VORLIEGENDER TEXT ▸
·····

Du hast es nicht verstanden oder flüchtig gelesen, also nochmal extra für dich: Ich will meine Rechner von der Kühlung her so konzipieren, daß die CPU bei einer Raumtemperatur von 32°-35°C auch bei Prime Small FFTs noch nicht throtteln. In der Praxis würde das vermutlich bedeuten, daß die maximale Core-Temperatur abzüglich eines eventuellen Offset unter ca. 85-95°C bleibt, wobei ich auch mit 85°C schon nicht mehr glücklich wäre, auch wenn das für diese Extrembedingungen sicherlich ein respektabler Wert ist.

Um das zu erreichen bekommt mein neuer PC neben dem Fractal Design Meshify C Gehäuse vorne zwei 140mm Bequiet Silent Wings 3 PWM die ansaugen, hinten einen 120mm Bequiet Silent Wings 3 PWM der raus bläst und oben noch einen 140mm Bequiet Silent Wings 3, der ebenfalls raus bläst. Als CPU-Kühler wird es wohl der Noctua NH U12S SE-AM4, der optimal im Luftstrom liegen sollte, beim Ryzen 2600 ohne OC könnte mein Vorhaben also gut klappen.
Wichtig ist mir aber, daß der Rechner trotz aller Lüfter im normalen Betrieb absolut lautlos ist und erst unter höherer Last ein dezentes Rauschen erzeugt, auch das sollte mit diesen Highend-Lüfter eigentlich klappen, sofern die Lüftersteuerung des Boards was taugt.



wuselsurfer schrieb:


> Die Lüfter sind, ähem, wie sage ich es Dir, ohne daß Du beleidigt bist,
> 
> 
> 
> ...



Ach wußte gar nicht, daß du genau diese Lenovo-Komplett-PC ebenfalls hast oder gut kennst! 
Die Lüfter sind nicht lautlos, aber bei Raumtemperaturen um die 25°C noch leise, aber immer hörbar, die Festplatte ist da aber lauter. Nur ab ca. 28°C Raumtemperatur übertönen die Lüfter die Festplatte deutlich und das egal ob ich hier im Forum schreibe oder Spiele oder Prime laufen lasse, bei letztem drehen sie aber nochmal ordentlich auf.
Aber sie sind nicht wirkungslos, denn auch bei meinem Extremtest gestern stürzte der Rechner nicht ab und schien mir auch nicht zu throtteln, wobei letzteres nur eine Vermutung ist.

·····

DATENSATZEINTRÄGE ▸

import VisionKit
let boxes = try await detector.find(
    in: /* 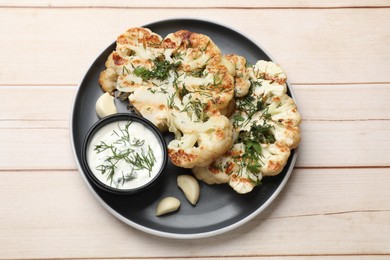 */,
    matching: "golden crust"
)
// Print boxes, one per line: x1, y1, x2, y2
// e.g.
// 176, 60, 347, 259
99, 28, 301, 193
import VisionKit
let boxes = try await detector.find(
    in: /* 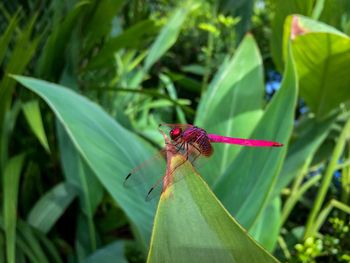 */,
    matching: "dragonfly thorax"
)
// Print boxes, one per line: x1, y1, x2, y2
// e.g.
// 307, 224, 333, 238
170, 127, 182, 141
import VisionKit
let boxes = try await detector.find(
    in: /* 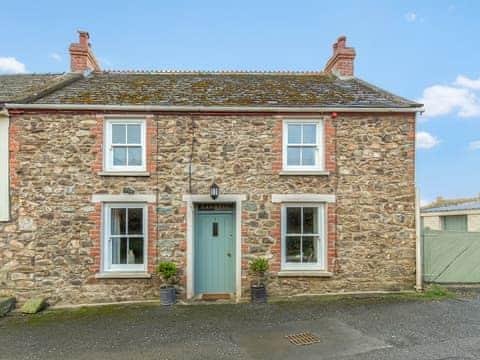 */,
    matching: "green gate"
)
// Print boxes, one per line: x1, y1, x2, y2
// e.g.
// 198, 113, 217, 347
422, 230, 480, 284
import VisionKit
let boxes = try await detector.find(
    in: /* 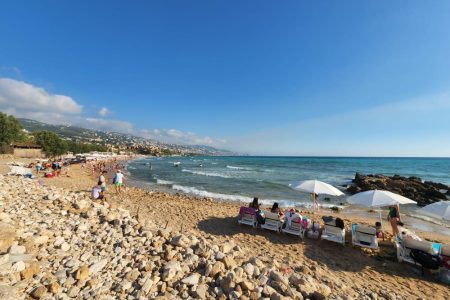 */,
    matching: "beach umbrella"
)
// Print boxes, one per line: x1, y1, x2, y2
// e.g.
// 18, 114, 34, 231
347, 190, 417, 207
418, 201, 450, 221
347, 190, 417, 232
289, 180, 344, 196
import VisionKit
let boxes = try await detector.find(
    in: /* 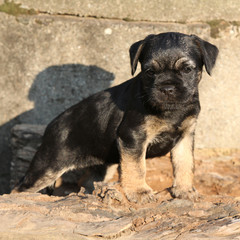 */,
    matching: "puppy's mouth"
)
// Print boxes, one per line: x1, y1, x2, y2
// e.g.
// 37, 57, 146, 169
159, 85, 176, 98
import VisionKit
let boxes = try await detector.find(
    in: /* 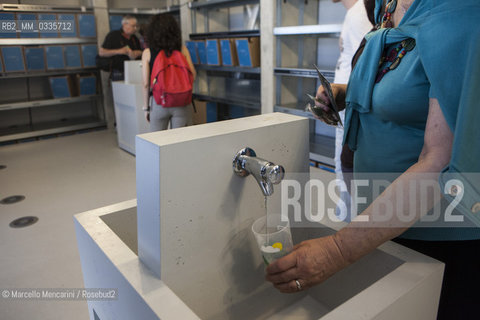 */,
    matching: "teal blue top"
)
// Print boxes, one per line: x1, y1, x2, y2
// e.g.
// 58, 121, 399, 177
344, 0, 480, 240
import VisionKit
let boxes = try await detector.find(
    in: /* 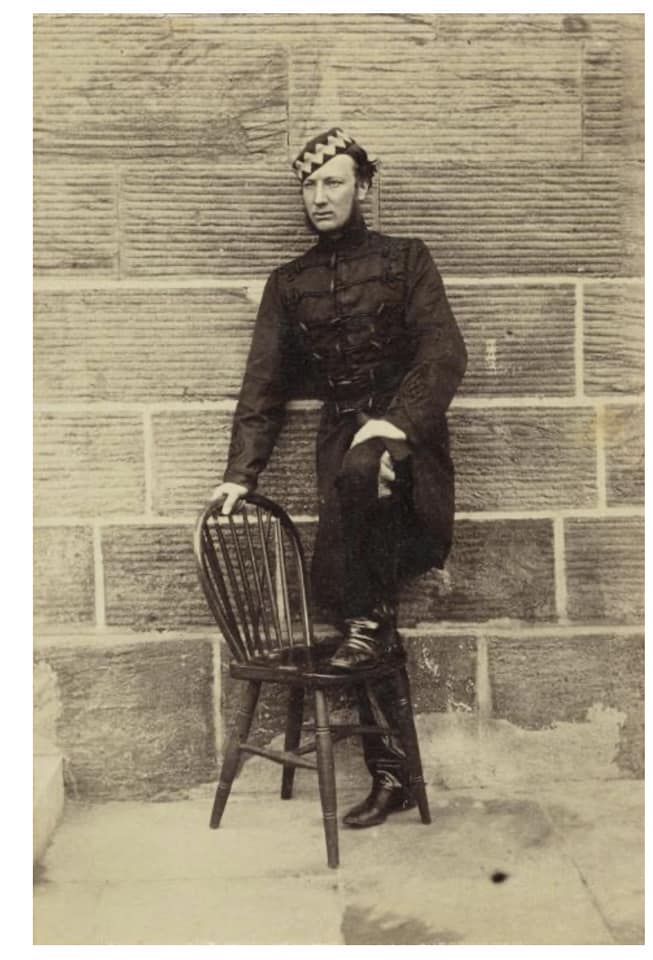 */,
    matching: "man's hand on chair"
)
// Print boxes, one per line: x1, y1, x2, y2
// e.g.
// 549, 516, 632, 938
211, 483, 247, 517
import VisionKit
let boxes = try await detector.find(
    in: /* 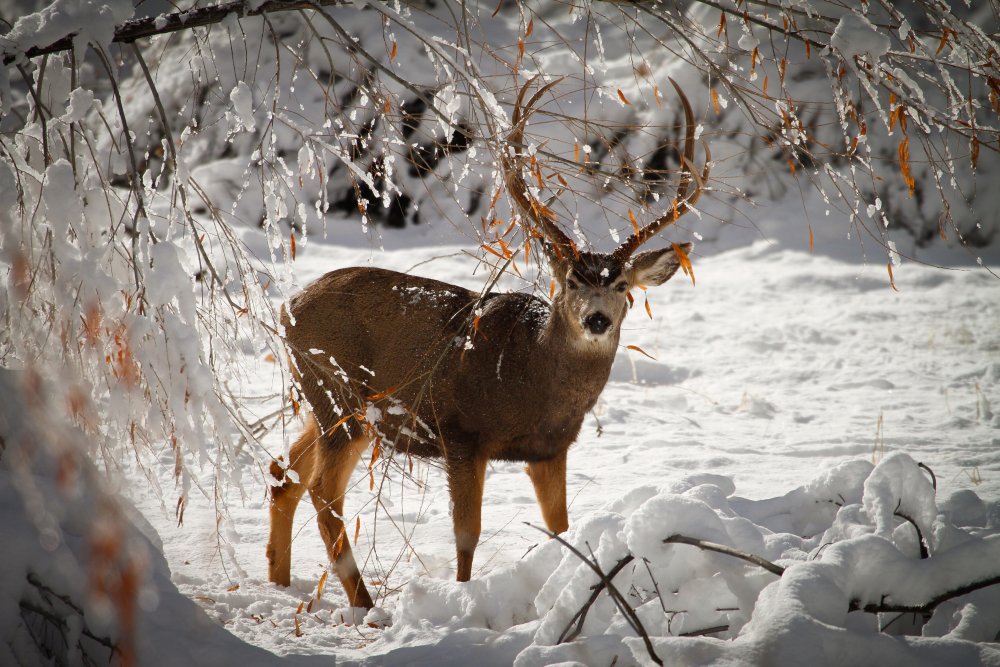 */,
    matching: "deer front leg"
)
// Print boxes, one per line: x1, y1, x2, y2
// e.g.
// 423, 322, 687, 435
525, 454, 569, 533
309, 438, 375, 609
267, 416, 320, 586
448, 458, 486, 581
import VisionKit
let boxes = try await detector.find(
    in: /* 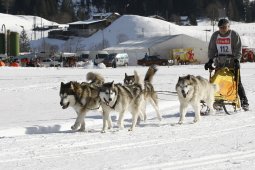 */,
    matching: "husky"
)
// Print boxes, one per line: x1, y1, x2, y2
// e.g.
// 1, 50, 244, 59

·····

ZU BEARBEITENDE AUFGABEN ▸
[1] Nennen Sie in der Reihenfolge ihres Auftretens sämtliche Temperaturangaben, die der Forumsbeitrag zur PC-Kühlung enthält.
[2] Prüfen Sie anhand des Forumsbeitrags zur PC-Kühlung, ob die folgenden Aussagen zutreffen. Beantworten Sie jede mit Ja oder Nein und zitieren Sie die entscheidende Textstelle wörtlich.
(a) Als CPU-Kühler ist voraussichtlich der Noctua NH U12S SE-AM4 vorgesehen.
(b) Der hintere Lüfter des neuen PCs saugt Luft an.
(c) Beim Lenovo-Komplett-PC ist die Festplatte bei etwa 25°C Raumtemperatur lauter als die Lüfter.
[3] Setzen Sie den Forumsbeitrag zur PC-Kühlung im Anschluss an seinen letzten Satz fort.

SCHRIFTLICHE ANTWORTEN ▸
[1]
1. 32°-35°C
2. 85-95°C
3. 85°C
4. 25°C
5. 28°C

[2]
(a) Ja: „Als CPU-Kühler wird es wohl der Noctua NH U12S SE-AM4“
(b) Nein: „hinten einen 120mm Bequiet Silent Wings 3 PWM der raus bläst“
(c) Ja: „bei Raumtemperaturen um die 25°C noch leise, aber immer hörbar, die Festplatte ist da aber lauter“

[3]
wuselsurfer schrieb:


> Nimm mir's nicht übel, aber so einen physikalischen Quatsch hab ich schon lange nicht mehr gelesen.



Ach, also lösen sich die 70 Watt des Lüftermotors in Luft auf? Ein neues physikalisches Gesetz was Wärmeenergie einfach verschwinden läßt, oder wird sie in diesem Fall in Materie umgewandelt? 



wuselsurfer schrieb:


> Ohne genaue Typenbezeichnung des Gerätes kann man wieder mal nur raten.



Ich hab ihn nun extra heraus gekramt und hoch geholt, es ist doch kein Honeywell, sondern ein "Duracraft" mit wie gesagt 70 Watt.


----------



## Olstyle (4. August 2018)

wuselsurfer schrieb:


> Den Satz erklärst Du mir mal als Wechselwirkung der *Schrödingergleichung *in der komplexwertigen Wellenfunktion.


Wo ist das Problem bei dem Satz?
Natürlich kannst du mit kleinen Lüftern und gerichteten Luftstrom effizient, also mit einem anständigen Verhältnis zwischen Lautstärke+Verbrauch zu Temperatur kühlen.
Aber der Effekt, also reines ∆t zur Umgebung, egal bei welcher Lautstärke und bei welchem Energieverbrauch, kann (und wird) bei einem 100-200W Ventilator auf die offene Seitenwand trotzdem größer sein.


----------



## wuselsurfer (4. August 2018)

Tim1974 schrieb:


> Du hast es nicht verstanden oder flüchtig gelesen, also nochmal extra für dich: Ich will meine Rechner von der Kühlung her so konzipieren, daß die CPU bei einer Raumtemperatur von 32°-35°C auch bei Prime Small FFTs noch nicht throtteln.


 Soll ich Dir den Beitrag noch mal vorlesen?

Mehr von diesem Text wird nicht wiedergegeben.